De onde despacha no imponente prédio do Ministério Público Federal em Brasília, Roberto Gurgel comanda algumas das investigações mais importantes do País no momento. Tem a assinatura dele, por exemplo, a peça de acusação no processo envolvendo o, chamado, escândalo do mensalão, prestes a ser julgado no Supremo Tribunal Federal (STF). Gurgel é, ainda, um dos olhos mais vigilantes sobre as obras da Copa do Mundo e Olimpíadas e, inclusive, briga na justiça para evitar mudanças nas regras de licitação por temer desvios de recursos públicos.
Roberto Gurgel esteve em Fortaleza no último dia 16, para participar do Seminário de Altos Estudos sobre Administração Pública, e conversou com O POVO sobre temas como mensalão, obras da Copa, salários no Judiciário, relações com o governo e, além disso, falou muito de sua relação com o Ceará. A entrevista aconteceu na sede local do MPF e os momentos principais podem ser conferidos a seguir.

→ **Dados fornecidos**:
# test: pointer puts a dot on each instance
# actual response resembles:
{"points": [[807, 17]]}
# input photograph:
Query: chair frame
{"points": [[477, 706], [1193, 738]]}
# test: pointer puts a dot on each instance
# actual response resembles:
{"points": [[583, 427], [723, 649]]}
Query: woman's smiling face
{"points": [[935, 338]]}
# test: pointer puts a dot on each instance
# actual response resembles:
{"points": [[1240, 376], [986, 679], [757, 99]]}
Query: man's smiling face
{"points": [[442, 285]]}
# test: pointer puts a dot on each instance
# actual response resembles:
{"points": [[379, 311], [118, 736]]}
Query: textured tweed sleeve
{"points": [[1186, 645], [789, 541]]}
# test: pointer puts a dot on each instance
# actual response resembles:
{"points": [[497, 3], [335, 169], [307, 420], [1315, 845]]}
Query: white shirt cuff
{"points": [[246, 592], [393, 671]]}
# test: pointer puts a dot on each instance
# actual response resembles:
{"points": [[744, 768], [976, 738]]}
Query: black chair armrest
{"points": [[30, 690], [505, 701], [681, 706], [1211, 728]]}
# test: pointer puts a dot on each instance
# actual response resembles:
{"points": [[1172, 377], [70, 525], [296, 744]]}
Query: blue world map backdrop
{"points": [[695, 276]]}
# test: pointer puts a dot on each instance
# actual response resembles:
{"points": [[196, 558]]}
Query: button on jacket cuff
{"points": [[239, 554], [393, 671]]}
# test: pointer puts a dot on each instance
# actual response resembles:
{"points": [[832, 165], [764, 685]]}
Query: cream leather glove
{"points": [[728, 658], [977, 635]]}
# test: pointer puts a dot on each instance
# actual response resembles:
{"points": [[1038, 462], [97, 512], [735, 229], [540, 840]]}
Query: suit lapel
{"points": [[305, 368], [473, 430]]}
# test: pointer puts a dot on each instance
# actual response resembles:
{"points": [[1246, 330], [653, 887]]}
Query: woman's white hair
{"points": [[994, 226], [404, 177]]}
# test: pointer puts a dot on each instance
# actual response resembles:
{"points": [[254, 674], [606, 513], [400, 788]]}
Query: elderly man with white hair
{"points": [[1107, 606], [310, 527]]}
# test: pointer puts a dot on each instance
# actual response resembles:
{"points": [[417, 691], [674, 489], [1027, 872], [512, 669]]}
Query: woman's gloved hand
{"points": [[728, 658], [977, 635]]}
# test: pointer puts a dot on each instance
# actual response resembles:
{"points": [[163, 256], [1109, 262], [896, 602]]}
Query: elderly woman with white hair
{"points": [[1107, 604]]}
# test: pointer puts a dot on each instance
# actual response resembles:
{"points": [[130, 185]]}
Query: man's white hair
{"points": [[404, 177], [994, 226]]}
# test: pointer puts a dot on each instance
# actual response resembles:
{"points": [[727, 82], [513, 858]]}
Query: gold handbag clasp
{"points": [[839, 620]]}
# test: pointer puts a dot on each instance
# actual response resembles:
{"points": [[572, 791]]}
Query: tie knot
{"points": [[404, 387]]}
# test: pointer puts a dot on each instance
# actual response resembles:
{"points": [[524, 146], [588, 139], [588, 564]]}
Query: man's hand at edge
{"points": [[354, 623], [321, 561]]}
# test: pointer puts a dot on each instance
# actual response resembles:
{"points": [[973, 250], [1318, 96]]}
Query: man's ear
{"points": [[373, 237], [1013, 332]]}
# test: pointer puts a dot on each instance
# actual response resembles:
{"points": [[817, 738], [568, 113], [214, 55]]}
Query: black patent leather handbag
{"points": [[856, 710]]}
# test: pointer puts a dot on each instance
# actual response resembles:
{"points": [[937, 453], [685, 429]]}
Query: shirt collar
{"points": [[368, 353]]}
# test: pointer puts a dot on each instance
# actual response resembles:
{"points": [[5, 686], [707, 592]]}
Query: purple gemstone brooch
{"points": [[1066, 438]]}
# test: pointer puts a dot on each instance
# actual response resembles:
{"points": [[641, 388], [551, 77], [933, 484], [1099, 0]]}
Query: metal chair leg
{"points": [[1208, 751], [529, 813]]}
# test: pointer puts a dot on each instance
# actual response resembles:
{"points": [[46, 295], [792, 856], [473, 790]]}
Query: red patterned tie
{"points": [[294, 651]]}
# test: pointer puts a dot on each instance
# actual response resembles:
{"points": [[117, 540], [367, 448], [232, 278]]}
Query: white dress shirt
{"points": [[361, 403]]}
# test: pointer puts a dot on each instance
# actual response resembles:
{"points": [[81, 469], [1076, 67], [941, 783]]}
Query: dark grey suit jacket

→ **Pedido feito 1**: De acordo com o texto sobre Roberto Gurgel, de que evento ele participou em Fortaleza?
→ **Pedido feito 2**: Enumere os temas que o texto sobre Roberto Gurgel apresenta logo após as palavras "temas como".
→ **Pedido feito 3**: Por favor, transcreva o trecho do texto sobre Roberto Gurgel, começando em "De onde despacha" e seguindo até "de recursos públicos.".

→ **Resposta final 1**: Do Seminário de Altos Estudos sobre Administração Pública.

→ **Resposta final 2**:
- mensalão
- obras da Copa
- salários no Judiciário
- relações com o governo

→ **Resposta final 3**:
De onde despacha no imponente prédio do Ministério Público Federal em Brasília, Roberto Gurgel comanda algumas das investigações mais importantes do País no momento. Tem a assinatura dele, por exemplo, a peça de acusação no processo envolvendo o, chamado, escândalo do mensalão, prestes a ser julgado no Supremo Tribunal Federal (STF). Gurgel é, ainda, um dos olhos mais vigilantes sobre as obras da Copa do Mundo e Olimpíadas e, inclusive, briga na justiça para evitar mudanças nas regras de licitação por temer desvios de recursos públicos.